» INPUT ROWS

»»

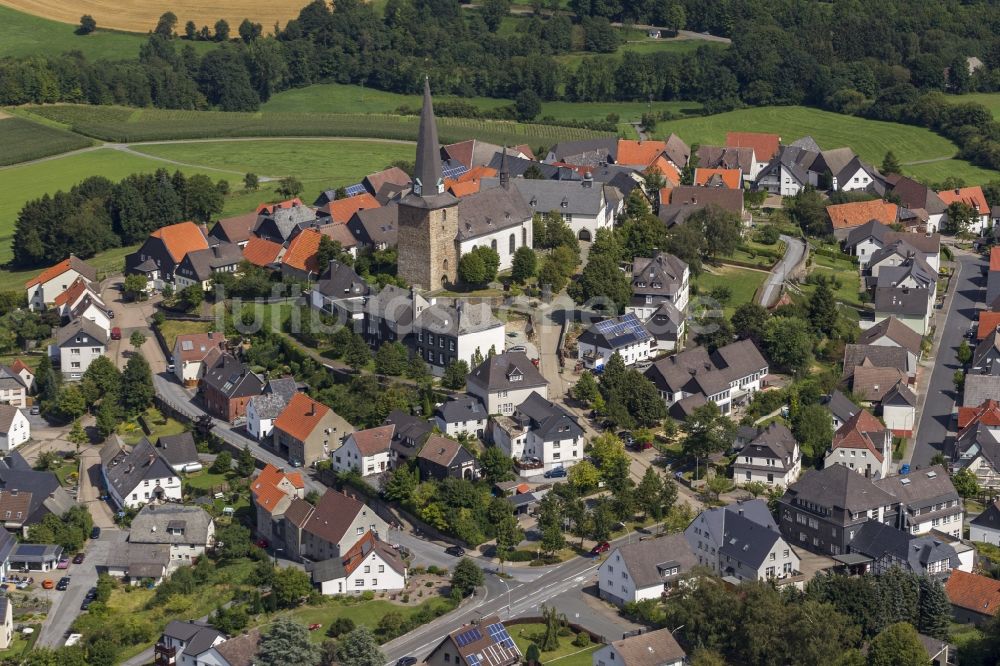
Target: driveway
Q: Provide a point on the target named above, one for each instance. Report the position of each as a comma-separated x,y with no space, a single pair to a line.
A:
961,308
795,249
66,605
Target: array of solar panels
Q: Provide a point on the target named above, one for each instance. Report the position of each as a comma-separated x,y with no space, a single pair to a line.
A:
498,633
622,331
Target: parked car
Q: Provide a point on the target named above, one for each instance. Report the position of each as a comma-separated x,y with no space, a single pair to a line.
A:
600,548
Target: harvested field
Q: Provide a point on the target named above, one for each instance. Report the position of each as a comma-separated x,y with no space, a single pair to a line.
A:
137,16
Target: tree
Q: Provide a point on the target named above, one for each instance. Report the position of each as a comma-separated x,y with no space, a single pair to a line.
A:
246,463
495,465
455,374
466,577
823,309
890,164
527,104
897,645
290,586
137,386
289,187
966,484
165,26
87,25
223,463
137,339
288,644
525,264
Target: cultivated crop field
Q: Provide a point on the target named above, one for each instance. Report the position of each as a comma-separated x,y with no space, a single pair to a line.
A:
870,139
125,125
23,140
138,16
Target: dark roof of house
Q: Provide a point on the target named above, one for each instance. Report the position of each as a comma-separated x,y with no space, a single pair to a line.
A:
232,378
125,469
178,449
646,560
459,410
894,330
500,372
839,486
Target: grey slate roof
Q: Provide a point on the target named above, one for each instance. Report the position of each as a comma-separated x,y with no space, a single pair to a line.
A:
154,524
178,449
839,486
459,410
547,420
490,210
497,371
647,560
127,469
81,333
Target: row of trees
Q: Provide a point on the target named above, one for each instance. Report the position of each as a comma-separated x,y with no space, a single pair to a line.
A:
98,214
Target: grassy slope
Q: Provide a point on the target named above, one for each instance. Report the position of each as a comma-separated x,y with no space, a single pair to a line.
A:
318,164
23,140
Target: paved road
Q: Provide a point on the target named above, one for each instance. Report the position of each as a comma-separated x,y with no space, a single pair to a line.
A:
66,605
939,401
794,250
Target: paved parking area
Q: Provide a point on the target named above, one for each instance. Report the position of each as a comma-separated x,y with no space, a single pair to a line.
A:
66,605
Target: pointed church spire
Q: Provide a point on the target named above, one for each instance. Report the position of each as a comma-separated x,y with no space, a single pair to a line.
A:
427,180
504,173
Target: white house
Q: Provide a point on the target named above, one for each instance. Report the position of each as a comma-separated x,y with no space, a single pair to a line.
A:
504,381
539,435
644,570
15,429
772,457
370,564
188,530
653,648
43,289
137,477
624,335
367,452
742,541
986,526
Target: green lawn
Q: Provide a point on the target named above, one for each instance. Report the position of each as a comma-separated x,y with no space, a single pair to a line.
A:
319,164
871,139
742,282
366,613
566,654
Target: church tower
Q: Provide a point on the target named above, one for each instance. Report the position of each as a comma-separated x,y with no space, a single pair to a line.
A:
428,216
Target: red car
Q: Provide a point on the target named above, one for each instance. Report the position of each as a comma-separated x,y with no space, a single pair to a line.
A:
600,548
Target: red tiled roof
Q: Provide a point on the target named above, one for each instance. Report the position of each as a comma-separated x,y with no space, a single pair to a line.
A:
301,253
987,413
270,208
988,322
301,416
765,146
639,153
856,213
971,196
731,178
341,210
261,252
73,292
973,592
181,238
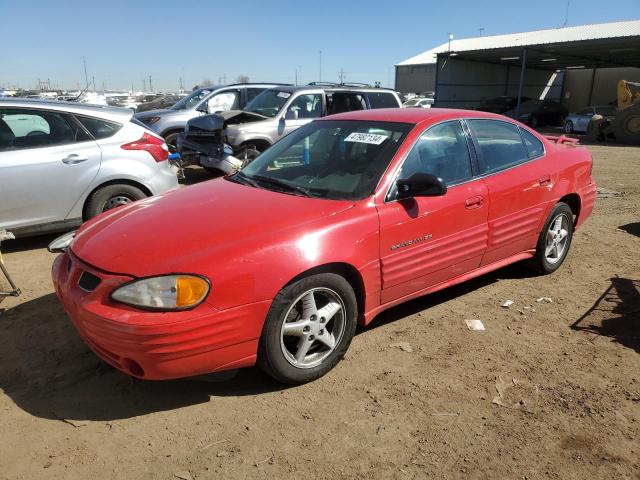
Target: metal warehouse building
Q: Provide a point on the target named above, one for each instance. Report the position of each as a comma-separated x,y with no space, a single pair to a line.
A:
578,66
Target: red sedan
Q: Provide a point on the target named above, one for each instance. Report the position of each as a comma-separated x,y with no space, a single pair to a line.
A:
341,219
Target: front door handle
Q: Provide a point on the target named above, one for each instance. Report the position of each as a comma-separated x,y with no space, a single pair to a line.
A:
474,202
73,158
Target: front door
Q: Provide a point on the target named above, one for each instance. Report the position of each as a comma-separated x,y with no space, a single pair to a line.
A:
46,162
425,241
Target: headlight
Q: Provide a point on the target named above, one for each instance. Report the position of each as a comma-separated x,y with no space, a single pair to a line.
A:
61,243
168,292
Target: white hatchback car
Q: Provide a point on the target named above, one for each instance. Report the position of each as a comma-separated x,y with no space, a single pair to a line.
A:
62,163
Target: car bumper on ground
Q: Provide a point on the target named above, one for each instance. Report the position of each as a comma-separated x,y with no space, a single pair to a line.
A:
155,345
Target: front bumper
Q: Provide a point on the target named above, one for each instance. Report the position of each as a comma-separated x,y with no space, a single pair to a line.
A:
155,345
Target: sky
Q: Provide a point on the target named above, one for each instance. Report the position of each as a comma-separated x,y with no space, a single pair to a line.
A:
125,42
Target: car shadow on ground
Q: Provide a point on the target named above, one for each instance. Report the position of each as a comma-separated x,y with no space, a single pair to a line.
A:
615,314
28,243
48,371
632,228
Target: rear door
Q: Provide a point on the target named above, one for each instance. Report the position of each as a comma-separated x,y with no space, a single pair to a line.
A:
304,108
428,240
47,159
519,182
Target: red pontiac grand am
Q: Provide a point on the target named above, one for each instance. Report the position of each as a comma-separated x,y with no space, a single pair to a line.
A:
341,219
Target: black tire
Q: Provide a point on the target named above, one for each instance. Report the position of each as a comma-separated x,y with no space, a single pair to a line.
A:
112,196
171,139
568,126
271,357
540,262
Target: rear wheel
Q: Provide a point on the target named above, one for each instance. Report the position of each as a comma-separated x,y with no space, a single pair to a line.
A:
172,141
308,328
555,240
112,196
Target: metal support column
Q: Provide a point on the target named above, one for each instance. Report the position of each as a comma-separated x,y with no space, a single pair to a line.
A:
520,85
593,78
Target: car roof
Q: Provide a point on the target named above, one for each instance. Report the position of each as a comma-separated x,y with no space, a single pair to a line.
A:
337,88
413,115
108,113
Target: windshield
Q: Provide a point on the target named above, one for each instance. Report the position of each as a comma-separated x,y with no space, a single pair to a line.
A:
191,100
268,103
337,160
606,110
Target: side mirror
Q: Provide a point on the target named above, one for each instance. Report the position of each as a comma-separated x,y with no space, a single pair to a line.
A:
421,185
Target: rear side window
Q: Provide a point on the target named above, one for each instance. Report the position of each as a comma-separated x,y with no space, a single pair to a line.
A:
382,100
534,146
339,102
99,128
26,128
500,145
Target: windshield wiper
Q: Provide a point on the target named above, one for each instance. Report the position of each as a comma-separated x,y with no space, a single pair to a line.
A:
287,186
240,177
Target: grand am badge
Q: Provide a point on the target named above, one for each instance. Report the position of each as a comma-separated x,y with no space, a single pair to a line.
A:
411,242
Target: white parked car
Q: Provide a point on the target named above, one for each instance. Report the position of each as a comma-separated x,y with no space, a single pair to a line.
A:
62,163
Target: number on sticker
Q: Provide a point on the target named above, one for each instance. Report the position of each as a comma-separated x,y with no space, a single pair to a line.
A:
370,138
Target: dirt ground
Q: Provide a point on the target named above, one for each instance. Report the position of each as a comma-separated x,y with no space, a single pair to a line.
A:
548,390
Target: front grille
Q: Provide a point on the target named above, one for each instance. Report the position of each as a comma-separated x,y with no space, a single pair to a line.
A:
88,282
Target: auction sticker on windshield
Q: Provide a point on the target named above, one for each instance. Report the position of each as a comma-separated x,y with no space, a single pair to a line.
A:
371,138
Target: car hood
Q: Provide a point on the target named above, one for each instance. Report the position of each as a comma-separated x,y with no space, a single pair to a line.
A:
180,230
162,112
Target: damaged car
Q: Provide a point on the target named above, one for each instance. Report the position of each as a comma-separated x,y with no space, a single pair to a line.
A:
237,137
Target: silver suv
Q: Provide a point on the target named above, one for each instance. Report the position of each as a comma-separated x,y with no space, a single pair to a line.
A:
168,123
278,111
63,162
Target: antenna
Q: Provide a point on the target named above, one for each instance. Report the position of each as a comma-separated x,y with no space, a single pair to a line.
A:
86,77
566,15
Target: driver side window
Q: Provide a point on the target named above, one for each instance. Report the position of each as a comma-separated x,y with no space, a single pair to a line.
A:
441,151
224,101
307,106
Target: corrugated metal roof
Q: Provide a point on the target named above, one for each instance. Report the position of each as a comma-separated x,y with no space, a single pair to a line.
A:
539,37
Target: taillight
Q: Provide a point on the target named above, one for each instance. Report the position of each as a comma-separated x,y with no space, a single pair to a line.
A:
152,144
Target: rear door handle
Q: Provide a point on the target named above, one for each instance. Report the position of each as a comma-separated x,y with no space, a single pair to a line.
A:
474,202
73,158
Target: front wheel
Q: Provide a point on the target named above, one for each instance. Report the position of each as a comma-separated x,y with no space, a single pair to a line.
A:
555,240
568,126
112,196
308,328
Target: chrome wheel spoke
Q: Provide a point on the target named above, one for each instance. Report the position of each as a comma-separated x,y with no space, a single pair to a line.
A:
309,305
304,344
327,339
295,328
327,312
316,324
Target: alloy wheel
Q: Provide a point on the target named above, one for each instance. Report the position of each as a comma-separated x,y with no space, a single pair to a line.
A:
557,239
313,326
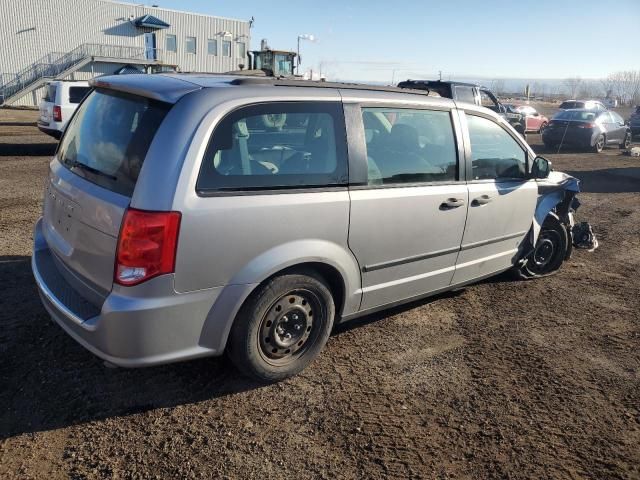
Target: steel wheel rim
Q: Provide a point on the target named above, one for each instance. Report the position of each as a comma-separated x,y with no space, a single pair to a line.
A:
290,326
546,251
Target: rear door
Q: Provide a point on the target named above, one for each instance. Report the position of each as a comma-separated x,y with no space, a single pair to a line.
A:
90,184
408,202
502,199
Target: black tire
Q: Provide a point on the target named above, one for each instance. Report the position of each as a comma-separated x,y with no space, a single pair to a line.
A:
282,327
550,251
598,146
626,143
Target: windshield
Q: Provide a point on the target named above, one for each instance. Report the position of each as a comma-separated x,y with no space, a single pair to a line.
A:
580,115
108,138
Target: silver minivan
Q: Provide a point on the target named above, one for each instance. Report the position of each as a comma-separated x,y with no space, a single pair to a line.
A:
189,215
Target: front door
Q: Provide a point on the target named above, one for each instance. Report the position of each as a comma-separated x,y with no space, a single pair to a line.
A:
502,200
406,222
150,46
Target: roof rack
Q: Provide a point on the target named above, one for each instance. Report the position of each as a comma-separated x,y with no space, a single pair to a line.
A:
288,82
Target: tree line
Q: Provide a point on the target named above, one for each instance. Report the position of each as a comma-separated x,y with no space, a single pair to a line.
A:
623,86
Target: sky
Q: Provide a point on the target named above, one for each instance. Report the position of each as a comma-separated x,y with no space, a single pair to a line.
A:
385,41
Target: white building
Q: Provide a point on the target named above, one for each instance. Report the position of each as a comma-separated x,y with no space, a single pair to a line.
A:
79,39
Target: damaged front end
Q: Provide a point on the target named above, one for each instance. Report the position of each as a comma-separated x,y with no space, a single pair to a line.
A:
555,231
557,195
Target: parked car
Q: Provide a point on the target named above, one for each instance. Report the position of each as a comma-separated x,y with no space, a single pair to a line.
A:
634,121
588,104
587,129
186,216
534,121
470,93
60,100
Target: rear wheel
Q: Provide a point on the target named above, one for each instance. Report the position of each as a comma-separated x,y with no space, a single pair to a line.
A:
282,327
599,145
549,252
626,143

««

» REQUEST
Output the line holding "Target: damaged front end", then every later line through the end of the records above, exactly as given and nothing else.

» SOLUTION TO THIS EXERCISE
Target: damaged front end
Q: Provide a point on the target named above, one for each instance. Report the position of each as a comma-separated x,y with no space, a single pair to a line.
A:
555,231
557,195
Target: parked car
Q: Provide a point on the target named above, one for each instance. Report the position of each as a comma-separated x,y with no space, a single pair to a line.
A:
634,121
588,104
587,129
186,216
534,121
470,93
60,100
Target: rear wheel
Q: Provide a point on the target named above, one for each instance. Report the position of each as a comma-separated x,y with no space, a single pair to a line.
A:
282,327
599,145
549,252
626,143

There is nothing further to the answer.